Directions for this task:
Type the records that follow again exactly as written, but drop the pictures.

Records from a collection:

##########

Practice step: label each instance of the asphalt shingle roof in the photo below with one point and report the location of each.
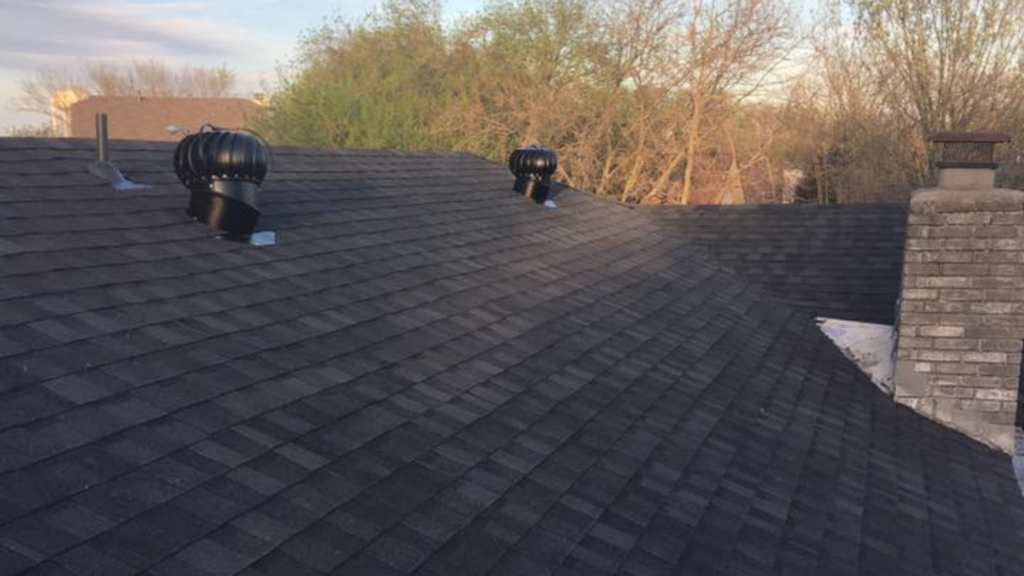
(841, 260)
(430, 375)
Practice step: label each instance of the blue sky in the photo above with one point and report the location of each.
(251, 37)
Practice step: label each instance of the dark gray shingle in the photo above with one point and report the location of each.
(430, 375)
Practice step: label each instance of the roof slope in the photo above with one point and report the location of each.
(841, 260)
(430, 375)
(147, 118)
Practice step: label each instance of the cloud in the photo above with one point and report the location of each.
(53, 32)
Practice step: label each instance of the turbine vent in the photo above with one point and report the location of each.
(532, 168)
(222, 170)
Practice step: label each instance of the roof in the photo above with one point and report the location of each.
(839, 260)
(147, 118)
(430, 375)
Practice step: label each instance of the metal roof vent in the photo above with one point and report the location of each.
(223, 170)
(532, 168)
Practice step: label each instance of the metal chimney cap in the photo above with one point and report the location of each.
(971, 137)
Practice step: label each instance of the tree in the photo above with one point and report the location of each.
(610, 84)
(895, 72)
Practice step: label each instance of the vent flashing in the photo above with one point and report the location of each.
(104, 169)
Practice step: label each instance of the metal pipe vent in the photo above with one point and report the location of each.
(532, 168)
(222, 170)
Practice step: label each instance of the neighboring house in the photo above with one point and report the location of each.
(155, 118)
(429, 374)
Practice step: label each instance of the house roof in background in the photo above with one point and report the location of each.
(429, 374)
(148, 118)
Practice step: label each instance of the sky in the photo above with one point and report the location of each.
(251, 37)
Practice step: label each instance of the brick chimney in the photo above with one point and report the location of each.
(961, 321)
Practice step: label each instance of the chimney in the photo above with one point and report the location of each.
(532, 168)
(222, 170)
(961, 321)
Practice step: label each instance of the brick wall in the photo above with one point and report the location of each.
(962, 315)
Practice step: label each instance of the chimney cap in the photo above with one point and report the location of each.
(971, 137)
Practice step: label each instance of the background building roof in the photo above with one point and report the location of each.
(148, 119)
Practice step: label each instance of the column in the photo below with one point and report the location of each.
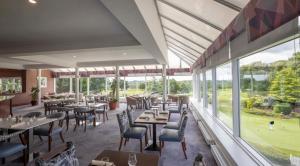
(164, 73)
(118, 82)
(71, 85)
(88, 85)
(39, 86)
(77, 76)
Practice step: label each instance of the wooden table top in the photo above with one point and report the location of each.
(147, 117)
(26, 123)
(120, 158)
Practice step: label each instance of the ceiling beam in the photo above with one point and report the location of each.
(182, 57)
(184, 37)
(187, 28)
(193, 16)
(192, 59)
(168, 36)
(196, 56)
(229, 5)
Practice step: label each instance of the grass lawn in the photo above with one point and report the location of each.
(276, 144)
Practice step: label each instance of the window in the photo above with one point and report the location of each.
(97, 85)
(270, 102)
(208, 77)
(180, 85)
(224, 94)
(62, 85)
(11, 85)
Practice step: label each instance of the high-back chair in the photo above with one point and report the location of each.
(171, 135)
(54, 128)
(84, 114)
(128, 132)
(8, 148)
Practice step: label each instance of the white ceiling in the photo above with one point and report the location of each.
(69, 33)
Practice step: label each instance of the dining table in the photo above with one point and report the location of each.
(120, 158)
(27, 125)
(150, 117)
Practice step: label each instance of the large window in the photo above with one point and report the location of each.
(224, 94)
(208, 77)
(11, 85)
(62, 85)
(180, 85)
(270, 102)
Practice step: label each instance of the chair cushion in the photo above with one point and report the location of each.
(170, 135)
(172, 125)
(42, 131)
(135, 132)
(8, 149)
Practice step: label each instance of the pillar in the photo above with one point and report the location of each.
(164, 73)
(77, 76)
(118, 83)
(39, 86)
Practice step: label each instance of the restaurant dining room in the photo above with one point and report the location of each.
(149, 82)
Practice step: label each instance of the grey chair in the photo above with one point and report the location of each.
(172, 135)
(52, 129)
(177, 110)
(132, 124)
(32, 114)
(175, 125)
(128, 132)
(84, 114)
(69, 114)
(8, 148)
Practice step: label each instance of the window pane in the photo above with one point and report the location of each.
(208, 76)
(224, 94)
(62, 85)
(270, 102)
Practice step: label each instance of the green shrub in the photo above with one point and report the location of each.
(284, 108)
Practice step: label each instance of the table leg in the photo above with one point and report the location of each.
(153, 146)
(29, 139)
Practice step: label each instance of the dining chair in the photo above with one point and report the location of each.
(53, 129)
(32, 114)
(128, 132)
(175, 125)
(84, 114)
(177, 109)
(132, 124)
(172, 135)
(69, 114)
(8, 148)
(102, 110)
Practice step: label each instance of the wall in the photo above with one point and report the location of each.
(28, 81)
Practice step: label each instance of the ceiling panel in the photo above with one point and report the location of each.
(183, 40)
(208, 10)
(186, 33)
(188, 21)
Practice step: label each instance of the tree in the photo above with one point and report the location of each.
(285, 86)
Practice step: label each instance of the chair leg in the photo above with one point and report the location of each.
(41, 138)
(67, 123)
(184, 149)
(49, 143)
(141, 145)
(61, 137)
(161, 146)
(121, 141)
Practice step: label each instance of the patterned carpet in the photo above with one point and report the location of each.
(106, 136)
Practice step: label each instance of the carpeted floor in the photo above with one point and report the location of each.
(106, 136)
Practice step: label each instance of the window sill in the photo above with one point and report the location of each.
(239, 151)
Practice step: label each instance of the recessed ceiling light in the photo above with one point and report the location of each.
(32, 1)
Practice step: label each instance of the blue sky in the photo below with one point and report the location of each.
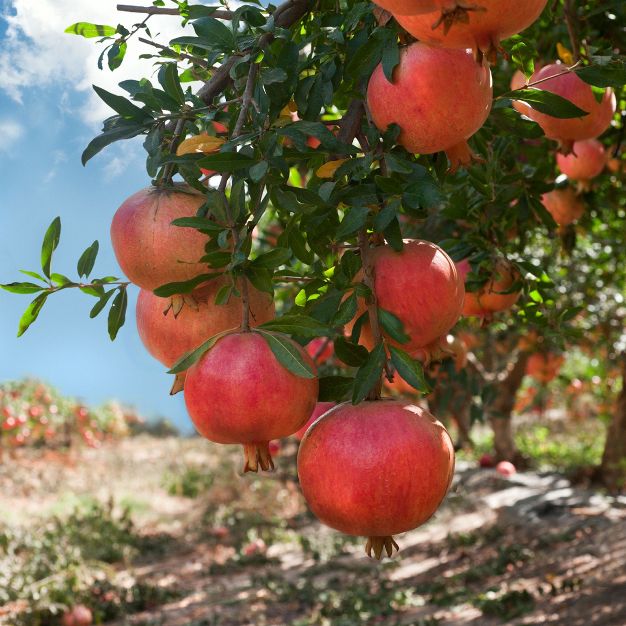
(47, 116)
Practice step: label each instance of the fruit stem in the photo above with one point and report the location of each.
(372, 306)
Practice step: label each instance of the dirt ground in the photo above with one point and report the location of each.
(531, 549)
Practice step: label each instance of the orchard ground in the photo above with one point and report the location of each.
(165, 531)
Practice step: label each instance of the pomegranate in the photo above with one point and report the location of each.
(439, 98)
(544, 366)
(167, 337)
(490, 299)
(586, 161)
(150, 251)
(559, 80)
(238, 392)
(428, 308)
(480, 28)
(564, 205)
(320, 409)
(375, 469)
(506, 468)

##########

Solution to the exercise:
Practice step: label each instance of the asphalt shingle roof in the photo below with one point and report the location of each.
(841, 260)
(430, 375)
Practice step: label each instance of the blue sky in the photo above with one point and report the location of each.
(251, 37)
Practice step: label each instance of the dark gray shingle in the photo above with one point and report the location of each.
(430, 375)
Practice step: label each instance of the roof slope in the photo above with one point and report the location of each.
(841, 260)
(430, 375)
(147, 118)
Practice step: label each instance of the cloud in the photo above with one point and report the location of each.
(53, 32)
Practice step: label each instance of the turbine vent in the photo above with one point and report the location of each.
(532, 168)
(222, 170)
Practice step: label each instance of the roof in the photo above with one point and report the location of each.
(839, 260)
(147, 118)
(430, 375)
Practice step: label each instance of the metal roof vent in the photo above with one point and report the location of each.
(223, 170)
(532, 168)
Practice step: label each instance of the metal chimney cap in the photo above with one point and report the location of each.
(971, 137)
Practice step: label each instance of the tree in the photo above with one point and report the location of each.
(610, 84)
(895, 72)
Practice step: label each instance of the vent flashing in the photo above with one point and report the location of each.
(104, 169)
Practice step: label each instance of the metal pipe vent in the photo above with one point and report the location of each.
(532, 168)
(222, 170)
Practice step: label each instance of the neighboring house in the photo above with one point and report the location of each.
(155, 118)
(429, 374)
Practice step: label each instance of the house roof in background in the photo above with one point and report the location of each.
(429, 374)
(148, 118)
Practice step: label each instance of the sky in the photo above with one point and report the location of each.
(251, 37)
Practice step: label each instance of the brick chimney in the photo above with one point and report the location of each.
(961, 321)
Practice step: label each instance of the chimney in the photo above with one point and report the location of each.
(532, 168)
(222, 170)
(961, 321)
Practice step: label each instance of the brick wall in the photo above with one point and report the location of each.
(962, 315)
Practice step: label each instance of the chimney cap in the photo above with one point and report the location of each.
(971, 137)
Practice step: label each instance of the background building roof in the photo above with one point and report the location of each.
(148, 119)
Practice step: label each instance of the column in the photo below with one point and report the location of each.
(164, 73)
(118, 82)
(71, 85)
(88, 85)
(39, 86)
(77, 76)
Practice step: label each instance of the wooden table top in the photo above with one point and report the location of each.
(147, 117)
(26, 123)
(120, 158)
Practice step: label each instance of the ceiling beam in the photo above with one point and report the location of each.
(182, 57)
(184, 37)
(187, 28)
(193, 16)
(192, 59)
(168, 36)
(196, 56)
(229, 5)
Practice step: label each instance of the grass lawn in the photo above with one point and report the location of each.
(276, 144)
Practice step: label each instance of the window in the photo above with one point and report the location of each.
(97, 85)
(270, 102)
(208, 77)
(180, 85)
(224, 94)
(62, 85)
(11, 85)
Practice step: label each instance of the high-back chair in the photo above with one point and report the location of each.
(171, 135)
(54, 128)
(84, 114)
(128, 132)
(8, 148)
Practice step: label each instance of the white ceiling in the photo above with one point and report the location of each.
(69, 33)
Practice step: label each instance of the dining table in the photo above with one point and report the location of each.
(120, 158)
(27, 125)
(150, 117)
Practice step: label each instance of the large window in the photo above with one point and report the location of each.
(224, 94)
(208, 77)
(11, 85)
(62, 85)
(180, 85)
(270, 102)
Practice step: label each instance of the chair cushion in the photo above with one point and report the location of each.
(170, 135)
(172, 125)
(42, 131)
(135, 132)
(8, 149)
Practice step: label each instance of the pillar in the photo above with one point and report the location of each.
(164, 73)
(77, 76)
(118, 83)
(39, 86)
Practice step: label each instance of the restaurant dining room in the photo above with one point and report the location of each.
(149, 82)
Practice step: label each instance of the grey chair in the photo above with one point and report the location of each.
(172, 135)
(52, 129)
(177, 110)
(132, 124)
(32, 114)
(175, 125)
(128, 132)
(84, 114)
(69, 114)
(8, 148)
Practice step: label each instance of the window pane in the photo above with one point and report the location of each.
(208, 76)
(224, 94)
(62, 85)
(270, 102)
Practice step: label each instance of the green shrub in the photo above with one point and report the location of each.
(284, 108)
Practice step: label each instance of the table leg in the photo above with one point and report the location of each.
(153, 146)
(29, 139)
Practice step: label each instance of the dining chair in the photo above with one point and report the location of each.
(53, 129)
(32, 114)
(128, 132)
(175, 125)
(84, 114)
(177, 109)
(132, 124)
(172, 135)
(69, 114)
(8, 148)
(102, 110)
Practice step: label each instance of the wall in the photo above with one point and report the location of each.
(28, 81)
Practice step: label each instance of the ceiling panel in the photo above with one point and report the location of each.
(183, 40)
(208, 10)
(186, 33)
(188, 21)
Practice step: label each instance of the tree in the photo above with one point and report the location of each.
(285, 86)
Practice step: label each instance of the chair leg in the photo above with one point and report the location of each.
(41, 138)
(67, 123)
(184, 149)
(49, 143)
(141, 145)
(61, 137)
(161, 146)
(121, 141)
Practice step: label each instance of the patterned carpet in the photo above with one point and report the location of each.
(106, 136)
Practice step: label each instance of the carpeted floor in the photo above with one point and report the location of each.
(106, 136)
Practice step: label each instance of the window sill in the photo above with one point and report the location of each.
(239, 151)
Practice step: label each instance of the recessed ceiling light in the photo above with one point and report the location of each.
(32, 1)
Practice step: label each instance of the blue sky in the photo below with one point and report the location of each.
(47, 116)
Practice step: label each instance of the fruit stem in the photo above with one point and report the location of each.
(372, 306)
Practice step: label each instance of the dirt ground in the photo above with one point and report the location of each.
(531, 549)
Practice step: label each instance of the orchard ground in the photo above with one point and report the location of each.
(165, 531)
Practice step: label each instance of the pomegranate in the photo above with one point and report the location of each.
(439, 98)
(544, 366)
(167, 337)
(490, 299)
(586, 161)
(150, 251)
(559, 80)
(238, 392)
(428, 308)
(480, 28)
(564, 205)
(320, 409)
(375, 469)
(506, 468)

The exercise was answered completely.